_Selected text:_
-- begin --

BOOMERANG SYSTEMS, INC.

12% PROMISSORY NOTE

 

$________________

Morristown, New Jersey

 

BOOMERANG SYSTEMS, INC., a Delaware corporation (hereinafter called the " Company, " which term includes any directly or indirectly controlled subsidiaries or successor entities), for value received, hereby promises to pay to ________________________________ (hereinafter called the " Holder " ),   or its registered assigns, the principal sum of _____________________Dollars ($_____________), together with interest on the amount of such principal sum from time to time outstanding, payable in accordance with the terms set forth below.  It is the intention of the parties that the principal sum of this Note shall be advanced pursuant to the terms of a Subscription Agreement between the Company and the Holder dated as of August _____, 2008 (the " Agreement " ).

 

ARTICLE I

 

DEFINITIONS

 

1.1            Definitions . For all purposes of this Note, except as otherwise expressly provided or unless the context otherwise requires, the terms defined in this Article have the meanings assigned to them in this Article and include the plural as well as the singular.

 

"Common Stock" means shares of common stock, par value $0.01 per share, of the Company.

 

 

 


 

 

"Default" means any event which is, or after notice or passage of time would be, an Event of Default.

 

"Event of Default" has the meaning specified in Section 3.1.

-- end --

_Record excerpts:_
-- begin --

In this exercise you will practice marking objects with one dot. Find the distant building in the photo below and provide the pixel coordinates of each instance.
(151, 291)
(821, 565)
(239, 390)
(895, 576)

-- end --

_To-do list:_
a) Copy the stretch of the promissory note from "1.1            Definitions ." through "of the Company.".
b) Repeat every one of the rows after the promissory note word for word, with no changes.
The promissory note and the rows have no connection to each other.

_Results:_
a)
1.1            Definitions . For all purposes of this Note, except as otherwise expressly provided or unless the context otherwise requires, the terms defined in this Article have the meanings assigned to them in this Article and include the plural as well as the singular.

 

"Common Stock" means shares of common stock, par value $0.01 per share, of the Company.

b)
In this exercise you will practice marking objects with one dot. Find the distant building in the photo below and provide the pixel coordinates of each instance.
(151, 291)
(821, 565)
(239, 390)
(895, 576)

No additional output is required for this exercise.